_Requirement_.
Swap every "one point per instance" in the items below for "a single point for each instance" and reproduce them with nothing else changed. Leave the pictures out.

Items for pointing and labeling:

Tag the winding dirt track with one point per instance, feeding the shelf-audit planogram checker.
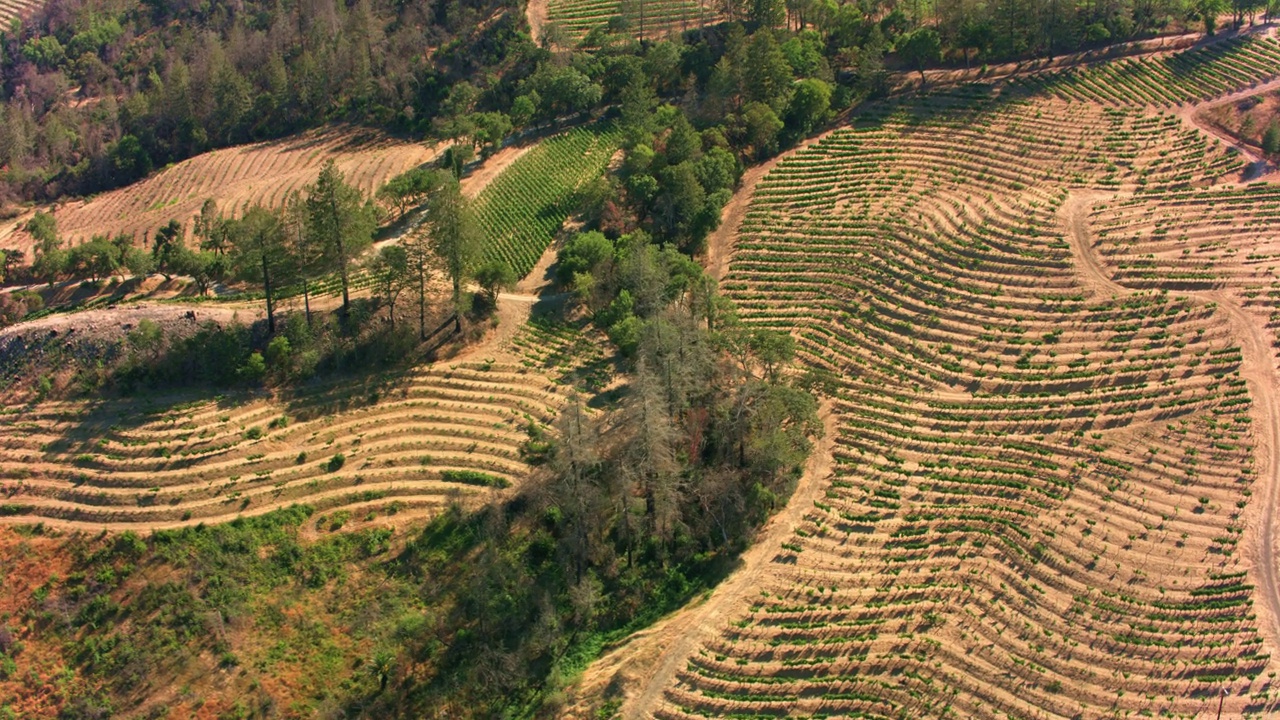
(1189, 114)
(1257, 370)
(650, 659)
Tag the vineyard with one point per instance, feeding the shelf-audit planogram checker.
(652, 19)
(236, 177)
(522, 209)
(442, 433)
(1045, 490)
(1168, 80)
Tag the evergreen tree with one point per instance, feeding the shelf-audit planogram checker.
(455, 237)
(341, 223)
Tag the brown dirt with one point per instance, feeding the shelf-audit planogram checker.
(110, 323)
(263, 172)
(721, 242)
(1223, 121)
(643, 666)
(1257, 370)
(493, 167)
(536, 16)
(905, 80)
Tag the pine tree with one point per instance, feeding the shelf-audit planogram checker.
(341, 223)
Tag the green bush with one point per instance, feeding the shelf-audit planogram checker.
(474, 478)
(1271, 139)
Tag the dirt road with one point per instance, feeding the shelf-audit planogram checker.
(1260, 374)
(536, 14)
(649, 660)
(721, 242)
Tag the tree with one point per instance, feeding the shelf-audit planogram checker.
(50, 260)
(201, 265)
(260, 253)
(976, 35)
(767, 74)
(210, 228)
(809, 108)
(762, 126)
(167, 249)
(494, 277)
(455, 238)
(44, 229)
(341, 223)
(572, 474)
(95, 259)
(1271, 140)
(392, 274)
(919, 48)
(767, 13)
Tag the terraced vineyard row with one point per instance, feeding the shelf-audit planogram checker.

_Answer to the problem_.
Tag the winding dirt track with a single point for each instance, feeding the shelf-audit planogram checker.
(1189, 114)
(1257, 370)
(650, 659)
Tag the vineyard with a single point for each instance, feeding the shelf-audit planogram checker.
(652, 19)
(236, 177)
(522, 209)
(442, 433)
(1045, 490)
(1168, 80)
Tag the evergreen tree with a single point for each instance, feeding the shelf-audit planogram checker.
(455, 237)
(341, 223)
Tag the brown dirt with a single point for each instance, feeding the shelf-audit planogram checker.
(110, 323)
(263, 172)
(721, 242)
(1223, 121)
(643, 666)
(1257, 370)
(493, 167)
(536, 16)
(905, 80)
Tag the pine tree with a single point for each instance, feeding the shelf-audit planogram checker.
(341, 223)
Tag the green bush with a single point for each instance, feeding the shelf-audit planogram checker.
(474, 478)
(1271, 139)
Tag the dirt road with a single point for each instance, feeding the shelf-audit planogram checker.
(1260, 374)
(536, 14)
(649, 660)
(721, 242)
Tag the tree with a single point for each instance, feeding the shelf-audit planogram checker.
(50, 260)
(201, 265)
(260, 253)
(976, 35)
(767, 74)
(210, 228)
(809, 108)
(762, 126)
(167, 249)
(494, 277)
(455, 238)
(44, 229)
(341, 223)
(572, 474)
(95, 259)
(1271, 140)
(392, 274)
(919, 48)
(767, 13)
Tag the terraced vineyard row with a single point for each instance, feeding the shelf-audit planogram checker.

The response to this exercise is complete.